__Eingabe__
□ □ □ □ □
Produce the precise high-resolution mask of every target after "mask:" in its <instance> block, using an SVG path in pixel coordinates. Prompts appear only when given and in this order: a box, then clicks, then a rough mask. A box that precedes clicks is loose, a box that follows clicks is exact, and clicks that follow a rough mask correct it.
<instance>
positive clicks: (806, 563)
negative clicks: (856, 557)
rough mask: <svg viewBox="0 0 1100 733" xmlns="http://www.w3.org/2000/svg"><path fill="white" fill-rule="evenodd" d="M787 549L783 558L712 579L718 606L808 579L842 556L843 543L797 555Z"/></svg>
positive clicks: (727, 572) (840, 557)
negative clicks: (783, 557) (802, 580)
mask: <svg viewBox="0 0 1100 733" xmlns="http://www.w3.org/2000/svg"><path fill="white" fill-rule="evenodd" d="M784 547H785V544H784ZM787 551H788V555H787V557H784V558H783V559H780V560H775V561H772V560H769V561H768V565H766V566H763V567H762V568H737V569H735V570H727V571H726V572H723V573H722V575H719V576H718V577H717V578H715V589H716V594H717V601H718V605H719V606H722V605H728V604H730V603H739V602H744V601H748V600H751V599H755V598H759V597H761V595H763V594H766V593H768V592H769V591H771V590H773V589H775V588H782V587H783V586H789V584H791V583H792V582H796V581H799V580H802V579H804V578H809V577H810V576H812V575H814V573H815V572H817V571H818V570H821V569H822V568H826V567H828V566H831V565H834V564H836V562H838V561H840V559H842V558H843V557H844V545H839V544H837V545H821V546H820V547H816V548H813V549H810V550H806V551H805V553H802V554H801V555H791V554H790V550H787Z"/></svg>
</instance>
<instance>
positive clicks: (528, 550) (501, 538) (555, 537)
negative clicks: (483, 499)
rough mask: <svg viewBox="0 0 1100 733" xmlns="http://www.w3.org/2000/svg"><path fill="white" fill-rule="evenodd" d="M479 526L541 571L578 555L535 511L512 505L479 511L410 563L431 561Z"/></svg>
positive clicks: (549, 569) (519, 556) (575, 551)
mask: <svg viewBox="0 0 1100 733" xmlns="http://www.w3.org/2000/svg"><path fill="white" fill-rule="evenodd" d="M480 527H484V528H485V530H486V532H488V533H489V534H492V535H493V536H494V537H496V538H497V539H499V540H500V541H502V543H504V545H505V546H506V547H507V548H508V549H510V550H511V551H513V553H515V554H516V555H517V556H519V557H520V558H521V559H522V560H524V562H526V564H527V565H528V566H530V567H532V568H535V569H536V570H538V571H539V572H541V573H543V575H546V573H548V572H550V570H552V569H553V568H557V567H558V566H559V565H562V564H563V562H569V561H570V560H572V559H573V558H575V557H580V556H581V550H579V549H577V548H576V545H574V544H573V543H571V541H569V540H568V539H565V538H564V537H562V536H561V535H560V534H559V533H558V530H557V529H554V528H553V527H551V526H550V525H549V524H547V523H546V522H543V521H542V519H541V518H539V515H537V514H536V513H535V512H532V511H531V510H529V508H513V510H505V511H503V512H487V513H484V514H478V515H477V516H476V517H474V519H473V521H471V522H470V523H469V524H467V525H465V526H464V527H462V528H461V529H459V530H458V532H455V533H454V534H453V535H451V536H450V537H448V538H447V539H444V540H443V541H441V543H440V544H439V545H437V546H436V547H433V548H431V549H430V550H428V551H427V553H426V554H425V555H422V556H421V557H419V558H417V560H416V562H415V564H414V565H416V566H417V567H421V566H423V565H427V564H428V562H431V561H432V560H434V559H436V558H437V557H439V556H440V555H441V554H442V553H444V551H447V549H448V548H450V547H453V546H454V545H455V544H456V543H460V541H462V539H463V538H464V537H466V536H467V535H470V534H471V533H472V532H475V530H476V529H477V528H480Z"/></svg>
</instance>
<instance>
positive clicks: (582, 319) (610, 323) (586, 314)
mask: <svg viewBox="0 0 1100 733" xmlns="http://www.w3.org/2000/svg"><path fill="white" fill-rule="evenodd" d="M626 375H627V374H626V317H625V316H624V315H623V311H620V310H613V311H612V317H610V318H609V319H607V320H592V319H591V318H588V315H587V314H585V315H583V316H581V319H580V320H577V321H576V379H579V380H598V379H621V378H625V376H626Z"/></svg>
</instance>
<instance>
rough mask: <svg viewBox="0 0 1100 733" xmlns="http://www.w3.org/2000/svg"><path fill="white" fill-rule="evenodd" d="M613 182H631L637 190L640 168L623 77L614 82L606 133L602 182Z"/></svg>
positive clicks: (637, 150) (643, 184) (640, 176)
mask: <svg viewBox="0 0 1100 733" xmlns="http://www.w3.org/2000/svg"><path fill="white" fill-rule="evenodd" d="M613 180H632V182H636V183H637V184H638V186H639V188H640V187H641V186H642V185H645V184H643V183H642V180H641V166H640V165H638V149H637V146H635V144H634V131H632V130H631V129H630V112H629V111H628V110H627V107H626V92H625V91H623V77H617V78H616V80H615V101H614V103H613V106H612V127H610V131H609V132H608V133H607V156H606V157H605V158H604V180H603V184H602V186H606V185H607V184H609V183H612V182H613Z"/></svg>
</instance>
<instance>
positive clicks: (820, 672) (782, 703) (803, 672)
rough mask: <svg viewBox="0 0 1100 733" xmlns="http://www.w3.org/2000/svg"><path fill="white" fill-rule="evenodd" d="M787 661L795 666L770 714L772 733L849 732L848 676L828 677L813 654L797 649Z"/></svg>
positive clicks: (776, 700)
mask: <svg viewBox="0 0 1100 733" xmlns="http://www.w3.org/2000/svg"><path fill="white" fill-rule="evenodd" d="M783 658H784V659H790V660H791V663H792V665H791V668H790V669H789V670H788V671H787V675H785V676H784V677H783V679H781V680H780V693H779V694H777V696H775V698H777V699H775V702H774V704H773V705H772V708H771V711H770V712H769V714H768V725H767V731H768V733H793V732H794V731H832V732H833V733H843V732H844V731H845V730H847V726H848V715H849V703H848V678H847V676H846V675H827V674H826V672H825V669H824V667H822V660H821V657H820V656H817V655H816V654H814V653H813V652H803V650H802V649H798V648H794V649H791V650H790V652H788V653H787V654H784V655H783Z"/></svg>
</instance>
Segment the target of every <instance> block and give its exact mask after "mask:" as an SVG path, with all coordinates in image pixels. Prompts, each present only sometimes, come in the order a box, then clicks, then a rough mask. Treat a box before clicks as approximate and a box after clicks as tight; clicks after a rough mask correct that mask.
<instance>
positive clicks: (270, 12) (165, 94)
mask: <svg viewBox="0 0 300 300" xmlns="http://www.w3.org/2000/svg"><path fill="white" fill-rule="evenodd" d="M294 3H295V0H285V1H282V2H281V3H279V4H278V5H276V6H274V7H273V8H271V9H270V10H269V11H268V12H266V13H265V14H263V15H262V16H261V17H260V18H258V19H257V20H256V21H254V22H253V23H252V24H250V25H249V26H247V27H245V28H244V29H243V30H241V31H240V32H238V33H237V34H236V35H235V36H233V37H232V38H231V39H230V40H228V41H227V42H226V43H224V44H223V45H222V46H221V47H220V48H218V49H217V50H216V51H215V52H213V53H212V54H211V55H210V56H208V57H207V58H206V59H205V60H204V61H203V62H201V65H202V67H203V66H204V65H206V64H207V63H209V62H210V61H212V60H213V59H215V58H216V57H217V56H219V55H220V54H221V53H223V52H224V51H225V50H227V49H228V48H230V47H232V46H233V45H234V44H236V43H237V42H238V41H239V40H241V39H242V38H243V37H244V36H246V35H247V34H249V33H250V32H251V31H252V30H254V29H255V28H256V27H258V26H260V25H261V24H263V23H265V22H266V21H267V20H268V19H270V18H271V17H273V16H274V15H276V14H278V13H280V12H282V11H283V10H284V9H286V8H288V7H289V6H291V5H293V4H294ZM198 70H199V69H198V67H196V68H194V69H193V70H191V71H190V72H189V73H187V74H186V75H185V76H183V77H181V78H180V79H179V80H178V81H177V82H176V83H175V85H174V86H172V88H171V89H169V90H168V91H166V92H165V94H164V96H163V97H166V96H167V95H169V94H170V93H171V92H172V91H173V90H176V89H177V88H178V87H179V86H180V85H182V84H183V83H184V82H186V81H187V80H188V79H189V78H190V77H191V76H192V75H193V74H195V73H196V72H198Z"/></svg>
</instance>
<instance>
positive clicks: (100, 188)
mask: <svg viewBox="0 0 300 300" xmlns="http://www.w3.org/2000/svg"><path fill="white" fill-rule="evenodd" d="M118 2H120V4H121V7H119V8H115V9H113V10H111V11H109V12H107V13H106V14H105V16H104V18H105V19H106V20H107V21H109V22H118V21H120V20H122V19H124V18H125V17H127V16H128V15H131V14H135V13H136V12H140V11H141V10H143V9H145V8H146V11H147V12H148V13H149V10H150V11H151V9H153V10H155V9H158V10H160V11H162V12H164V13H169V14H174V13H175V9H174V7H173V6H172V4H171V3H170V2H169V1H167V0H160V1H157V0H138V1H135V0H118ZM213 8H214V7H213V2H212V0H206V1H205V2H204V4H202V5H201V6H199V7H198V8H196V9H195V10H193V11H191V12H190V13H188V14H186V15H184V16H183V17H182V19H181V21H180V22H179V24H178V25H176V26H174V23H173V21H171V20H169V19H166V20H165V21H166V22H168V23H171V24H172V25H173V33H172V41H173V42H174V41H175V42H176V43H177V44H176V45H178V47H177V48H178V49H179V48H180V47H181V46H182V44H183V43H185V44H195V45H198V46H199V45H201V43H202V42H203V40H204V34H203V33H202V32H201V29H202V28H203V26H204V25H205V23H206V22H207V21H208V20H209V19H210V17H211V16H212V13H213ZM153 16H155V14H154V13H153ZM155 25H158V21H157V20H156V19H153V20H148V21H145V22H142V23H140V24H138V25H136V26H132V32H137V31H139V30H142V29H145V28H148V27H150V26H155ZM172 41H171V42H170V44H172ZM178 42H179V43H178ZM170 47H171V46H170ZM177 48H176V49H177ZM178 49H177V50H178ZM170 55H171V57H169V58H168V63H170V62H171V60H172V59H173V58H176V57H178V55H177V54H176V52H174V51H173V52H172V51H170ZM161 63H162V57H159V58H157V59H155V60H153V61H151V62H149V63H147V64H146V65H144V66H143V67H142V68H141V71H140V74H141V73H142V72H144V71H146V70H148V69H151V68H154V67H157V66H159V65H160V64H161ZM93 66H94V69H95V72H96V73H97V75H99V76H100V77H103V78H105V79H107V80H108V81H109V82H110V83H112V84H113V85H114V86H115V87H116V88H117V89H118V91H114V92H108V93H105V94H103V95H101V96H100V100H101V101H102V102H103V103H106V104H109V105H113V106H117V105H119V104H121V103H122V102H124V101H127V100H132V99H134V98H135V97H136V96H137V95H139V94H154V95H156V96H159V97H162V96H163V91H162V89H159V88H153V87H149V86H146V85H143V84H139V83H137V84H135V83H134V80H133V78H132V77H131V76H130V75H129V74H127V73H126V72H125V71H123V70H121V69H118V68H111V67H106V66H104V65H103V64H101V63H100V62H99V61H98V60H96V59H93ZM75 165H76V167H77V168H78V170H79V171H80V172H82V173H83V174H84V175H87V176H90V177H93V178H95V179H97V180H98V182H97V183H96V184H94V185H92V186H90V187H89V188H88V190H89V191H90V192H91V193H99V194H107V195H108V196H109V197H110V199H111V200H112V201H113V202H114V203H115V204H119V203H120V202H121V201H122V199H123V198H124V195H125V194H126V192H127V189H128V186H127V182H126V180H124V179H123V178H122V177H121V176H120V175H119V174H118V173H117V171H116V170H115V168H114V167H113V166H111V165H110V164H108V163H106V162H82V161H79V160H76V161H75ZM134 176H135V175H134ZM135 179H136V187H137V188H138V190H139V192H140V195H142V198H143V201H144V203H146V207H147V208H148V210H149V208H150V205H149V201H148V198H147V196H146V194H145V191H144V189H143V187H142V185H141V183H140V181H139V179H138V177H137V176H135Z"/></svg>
□ □ □ □ □
__Deine Aufgabe__
Gib die Zeilen vom Anfang der Einträge bis einschließlich der Zeile mit „negative clicks: (856, 557)“ unverändert wieder.

__Antwort__
Produce the precise high-resolution mask of every target after "mask:" in its <instance> block, using an SVG path in pixel coordinates. Prompts appear only when given and in this order: a box, then clicks, then a rough mask. A box that precedes clicks is loose, a box that follows clicks is exact, and clicks that follow a rough mask correct it.
<instance>
positive clicks: (806, 563)
negative clicks: (856, 557)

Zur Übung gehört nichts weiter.